Perl () is a municipality in Merzig-Wadern, Saarland, Germany. In 2020 its population was 8,824.

Geography

Overview
It is situated on the right bank of the river Moselle, on the border with Luxembourg and France, approximately 25 km southeast of Luxembourg City. It is joined by a bridge across the Moselle with Schengen in Luxembourg and by a second bridge between Nennig and Remich. A fine Roman mosaic has been found in the village of Nennig.

Subdivision
The municipality consists of Perl and 13 villages (Ortsteil):

Administration
 1989 - 2007 : Anton Hoffmann, CDU
 2007 - 2015 : Bruno Schmitt, SPD
 2015 -      : Ralf Uhlenbruch, CDU

Education
There have been schools in the municipality of Perl for several centuries, with the oldest schooling and school building records dating back to the year 1743. The Deutsch-Luxemburgisches Schengen-Lyzeum Perl is the first cross-border grammar school which offers both the German and Luxembourg diplomas.

Set task 1 :: Translate this sentence from the text about Perl into Spanish: "A fine Roman mosaic has been found in the village of Nennig."
Set task 2 :: According to the text about Perl, which diplomas does the Deutsch-Luxemburgisches Schengen-Lyzeum Perl offer?
Set task 3 :: Write the next part of the text about Perl, picking up after its final sentence.
The data that comes next has nothing to do with the text about Perl.

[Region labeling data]
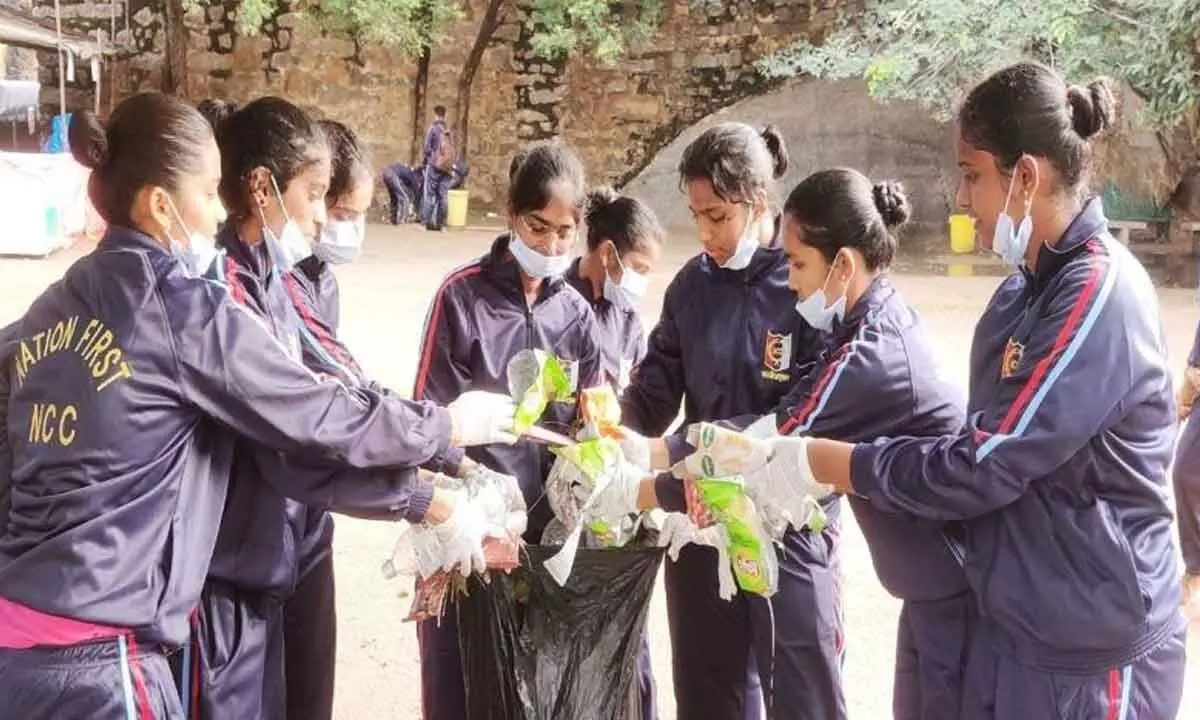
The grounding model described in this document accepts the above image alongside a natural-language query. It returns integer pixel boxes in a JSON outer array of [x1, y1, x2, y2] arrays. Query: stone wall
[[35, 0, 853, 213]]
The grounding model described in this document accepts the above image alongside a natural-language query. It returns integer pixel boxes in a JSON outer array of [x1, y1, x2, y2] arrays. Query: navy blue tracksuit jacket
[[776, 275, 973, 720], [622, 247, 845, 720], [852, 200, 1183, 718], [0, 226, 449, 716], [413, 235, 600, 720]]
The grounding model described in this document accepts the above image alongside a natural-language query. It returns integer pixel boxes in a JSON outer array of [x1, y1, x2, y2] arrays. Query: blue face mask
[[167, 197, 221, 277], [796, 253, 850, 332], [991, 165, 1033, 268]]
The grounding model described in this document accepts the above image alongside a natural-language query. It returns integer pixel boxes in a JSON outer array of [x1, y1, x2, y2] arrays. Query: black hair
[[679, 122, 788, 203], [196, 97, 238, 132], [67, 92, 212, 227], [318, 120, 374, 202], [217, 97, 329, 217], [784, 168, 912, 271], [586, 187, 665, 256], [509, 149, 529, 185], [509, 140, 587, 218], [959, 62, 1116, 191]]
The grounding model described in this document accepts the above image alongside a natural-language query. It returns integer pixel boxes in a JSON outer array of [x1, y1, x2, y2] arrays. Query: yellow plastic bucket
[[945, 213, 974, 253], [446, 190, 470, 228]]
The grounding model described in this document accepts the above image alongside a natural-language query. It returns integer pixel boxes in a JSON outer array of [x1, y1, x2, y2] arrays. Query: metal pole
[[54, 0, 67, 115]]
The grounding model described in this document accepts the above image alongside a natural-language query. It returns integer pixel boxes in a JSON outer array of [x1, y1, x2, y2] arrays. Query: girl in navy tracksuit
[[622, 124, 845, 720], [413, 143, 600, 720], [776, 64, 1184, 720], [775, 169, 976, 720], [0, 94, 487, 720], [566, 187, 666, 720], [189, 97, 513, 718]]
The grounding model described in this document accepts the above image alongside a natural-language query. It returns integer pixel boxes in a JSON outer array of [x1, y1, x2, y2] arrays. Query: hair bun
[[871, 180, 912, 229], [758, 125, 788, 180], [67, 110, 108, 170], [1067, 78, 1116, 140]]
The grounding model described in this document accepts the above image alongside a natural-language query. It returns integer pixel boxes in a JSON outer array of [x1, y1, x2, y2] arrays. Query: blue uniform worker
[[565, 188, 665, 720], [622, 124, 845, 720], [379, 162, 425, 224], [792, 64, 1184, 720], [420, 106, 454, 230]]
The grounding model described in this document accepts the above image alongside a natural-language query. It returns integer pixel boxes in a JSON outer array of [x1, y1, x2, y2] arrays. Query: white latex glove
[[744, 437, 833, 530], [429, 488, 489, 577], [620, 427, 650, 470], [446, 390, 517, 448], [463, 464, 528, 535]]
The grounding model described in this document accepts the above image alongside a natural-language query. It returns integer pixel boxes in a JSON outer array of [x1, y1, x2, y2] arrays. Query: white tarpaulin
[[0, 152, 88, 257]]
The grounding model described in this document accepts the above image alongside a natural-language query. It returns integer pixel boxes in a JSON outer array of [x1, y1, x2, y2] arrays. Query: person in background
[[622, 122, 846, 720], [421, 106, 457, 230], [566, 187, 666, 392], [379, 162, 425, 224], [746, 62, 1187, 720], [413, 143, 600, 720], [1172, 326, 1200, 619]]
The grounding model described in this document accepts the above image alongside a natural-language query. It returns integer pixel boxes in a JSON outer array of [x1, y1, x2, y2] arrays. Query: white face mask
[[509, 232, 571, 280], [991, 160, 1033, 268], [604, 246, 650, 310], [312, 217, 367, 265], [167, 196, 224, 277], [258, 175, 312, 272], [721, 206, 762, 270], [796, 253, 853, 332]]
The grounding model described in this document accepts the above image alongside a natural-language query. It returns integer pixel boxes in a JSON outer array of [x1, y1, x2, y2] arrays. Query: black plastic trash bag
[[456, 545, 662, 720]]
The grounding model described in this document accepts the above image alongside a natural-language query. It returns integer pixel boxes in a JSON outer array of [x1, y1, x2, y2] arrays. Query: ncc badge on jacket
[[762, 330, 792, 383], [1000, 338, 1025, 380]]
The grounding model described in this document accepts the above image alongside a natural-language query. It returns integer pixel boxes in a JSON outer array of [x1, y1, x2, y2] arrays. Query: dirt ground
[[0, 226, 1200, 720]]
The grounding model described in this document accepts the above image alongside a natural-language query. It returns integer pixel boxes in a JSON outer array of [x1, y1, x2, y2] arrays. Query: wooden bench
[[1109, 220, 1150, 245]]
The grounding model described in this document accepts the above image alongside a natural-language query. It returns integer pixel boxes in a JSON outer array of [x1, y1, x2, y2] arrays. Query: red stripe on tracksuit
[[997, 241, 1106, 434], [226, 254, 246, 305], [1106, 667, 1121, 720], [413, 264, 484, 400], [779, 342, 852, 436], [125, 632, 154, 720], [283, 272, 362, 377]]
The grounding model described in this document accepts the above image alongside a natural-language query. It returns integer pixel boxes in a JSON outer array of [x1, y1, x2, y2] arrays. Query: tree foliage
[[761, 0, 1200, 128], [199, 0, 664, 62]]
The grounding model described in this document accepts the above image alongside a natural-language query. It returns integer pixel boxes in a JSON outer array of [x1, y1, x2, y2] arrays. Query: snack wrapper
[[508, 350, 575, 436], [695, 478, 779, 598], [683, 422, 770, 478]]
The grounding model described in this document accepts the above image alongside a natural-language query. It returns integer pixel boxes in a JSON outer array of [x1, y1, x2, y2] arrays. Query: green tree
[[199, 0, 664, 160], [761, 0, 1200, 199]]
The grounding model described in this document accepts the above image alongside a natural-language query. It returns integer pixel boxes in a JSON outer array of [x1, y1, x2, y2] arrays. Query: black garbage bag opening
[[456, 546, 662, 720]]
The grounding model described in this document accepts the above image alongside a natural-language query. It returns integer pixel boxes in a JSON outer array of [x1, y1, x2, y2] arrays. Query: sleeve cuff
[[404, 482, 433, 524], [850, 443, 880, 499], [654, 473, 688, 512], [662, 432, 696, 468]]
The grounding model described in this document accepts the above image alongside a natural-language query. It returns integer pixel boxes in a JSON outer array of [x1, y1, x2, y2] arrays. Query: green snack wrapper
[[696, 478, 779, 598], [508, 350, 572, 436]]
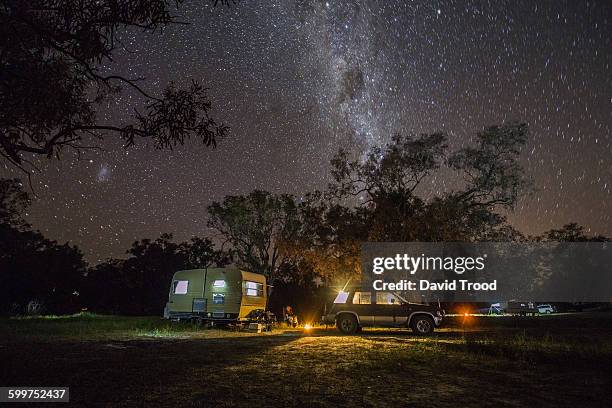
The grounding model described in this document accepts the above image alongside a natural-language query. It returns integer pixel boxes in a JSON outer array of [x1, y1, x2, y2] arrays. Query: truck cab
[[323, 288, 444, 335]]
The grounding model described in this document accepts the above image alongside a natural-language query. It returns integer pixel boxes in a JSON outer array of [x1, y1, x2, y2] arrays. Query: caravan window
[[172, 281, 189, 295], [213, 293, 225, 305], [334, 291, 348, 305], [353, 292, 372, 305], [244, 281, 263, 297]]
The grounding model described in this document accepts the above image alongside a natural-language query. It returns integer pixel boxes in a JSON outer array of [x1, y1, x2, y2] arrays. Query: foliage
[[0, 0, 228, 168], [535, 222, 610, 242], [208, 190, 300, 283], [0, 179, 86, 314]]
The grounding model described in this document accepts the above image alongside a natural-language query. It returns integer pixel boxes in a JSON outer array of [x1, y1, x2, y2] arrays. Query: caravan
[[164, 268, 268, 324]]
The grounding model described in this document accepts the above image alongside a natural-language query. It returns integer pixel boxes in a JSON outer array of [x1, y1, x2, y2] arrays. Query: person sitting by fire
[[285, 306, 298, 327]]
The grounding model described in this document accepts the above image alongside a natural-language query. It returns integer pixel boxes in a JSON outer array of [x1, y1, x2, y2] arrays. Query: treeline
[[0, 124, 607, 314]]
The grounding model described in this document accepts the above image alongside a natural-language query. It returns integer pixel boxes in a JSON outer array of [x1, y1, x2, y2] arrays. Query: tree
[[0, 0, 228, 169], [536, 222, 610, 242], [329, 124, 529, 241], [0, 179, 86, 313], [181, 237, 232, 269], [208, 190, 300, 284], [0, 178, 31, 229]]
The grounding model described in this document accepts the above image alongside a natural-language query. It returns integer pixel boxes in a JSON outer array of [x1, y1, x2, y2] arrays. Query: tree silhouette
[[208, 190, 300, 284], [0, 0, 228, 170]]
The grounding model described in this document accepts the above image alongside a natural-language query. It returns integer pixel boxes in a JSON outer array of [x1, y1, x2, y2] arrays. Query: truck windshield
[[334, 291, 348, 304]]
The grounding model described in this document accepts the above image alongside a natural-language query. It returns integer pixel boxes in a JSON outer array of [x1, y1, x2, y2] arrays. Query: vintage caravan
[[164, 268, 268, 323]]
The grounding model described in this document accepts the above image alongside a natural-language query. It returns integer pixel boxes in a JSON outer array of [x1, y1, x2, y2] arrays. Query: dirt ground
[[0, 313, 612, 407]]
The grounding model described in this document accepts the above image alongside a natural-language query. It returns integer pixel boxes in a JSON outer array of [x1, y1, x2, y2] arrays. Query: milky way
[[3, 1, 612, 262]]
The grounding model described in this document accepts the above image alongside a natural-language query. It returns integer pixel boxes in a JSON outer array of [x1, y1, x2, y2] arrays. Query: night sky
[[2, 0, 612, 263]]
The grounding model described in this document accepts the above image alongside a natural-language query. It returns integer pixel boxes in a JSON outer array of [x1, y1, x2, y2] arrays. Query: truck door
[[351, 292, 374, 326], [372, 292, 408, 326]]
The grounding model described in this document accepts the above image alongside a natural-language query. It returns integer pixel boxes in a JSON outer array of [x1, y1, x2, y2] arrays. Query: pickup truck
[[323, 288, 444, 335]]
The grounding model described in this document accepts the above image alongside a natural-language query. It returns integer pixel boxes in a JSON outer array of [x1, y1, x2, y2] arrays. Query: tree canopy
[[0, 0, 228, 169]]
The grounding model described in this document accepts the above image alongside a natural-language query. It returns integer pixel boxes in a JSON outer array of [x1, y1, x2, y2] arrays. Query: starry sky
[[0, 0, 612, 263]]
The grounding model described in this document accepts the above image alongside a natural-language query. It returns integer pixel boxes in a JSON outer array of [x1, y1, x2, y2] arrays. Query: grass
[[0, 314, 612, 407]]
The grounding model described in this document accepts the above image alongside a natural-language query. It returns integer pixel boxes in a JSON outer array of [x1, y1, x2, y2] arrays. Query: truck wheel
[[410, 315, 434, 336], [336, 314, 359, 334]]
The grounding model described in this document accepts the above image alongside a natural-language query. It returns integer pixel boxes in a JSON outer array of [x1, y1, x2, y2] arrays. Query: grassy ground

Task result 1 :: Se ha encontrado un excelente mosaico romano en el pueblo de Nennig.

Task result 2 :: It offers both the German and Luxembourg diplomas.

Task result 3 ::
Day Care Centres 
 Day Care St. Franziskus Besch
 Day Care Center St. Martin Nennig
 Day Care Center St. Quirinus Perl
 Day Care Center Leukbachtal Oberleuken

Primary school 
 Primary school Dreiländereck Perl

Grammar school 
 German-Luxembourgish Schengen-Lyzeum Perl

Main sights

Roman mosaic floor
The Roman mosaic in Nennig is the second largest mosaic north of the Alps, with a size of 160m². It was rebuilt in 1874 and restored in 1960. The mosaic has a 15.65 m × 10.30 m large, ornamental decorated surface, which is a gem that exceeds all mosaics that have been found in the Moselle region in Roman palaces and mansions.

Roman Villa Borg
The Roman Villa Borg has been reconstructed faithfully with lobbies, public baths, gardens and Roman tavern and also displays archaeological finds. Original recipes of the Roman gourmet Apicius are used for cooking.

Palace von Nell and parc von Nell
In 1733 the hereditary tenant of the Trier Cathedral Chapter constructed a stately house (palace), which later fell into the possession of a family from Nell. The residential building is a nine-axle, two-storey building with a front length of 24.30 m and a high kerb roof. Opposite the palace is a garden portal with a double-barreled external staircase that leads to the "Parc of Nell", which was transformed to a Baroque garden as part of the project "Gärten ohne Grenzen".

Besch military cemetery
The military cemetery commemorates the fallen of the Second World War. Three large stone crosses stand atop a blown up bunker. The cemetery is the last resting place of 1279 German dead and also 950 war victims of other nations.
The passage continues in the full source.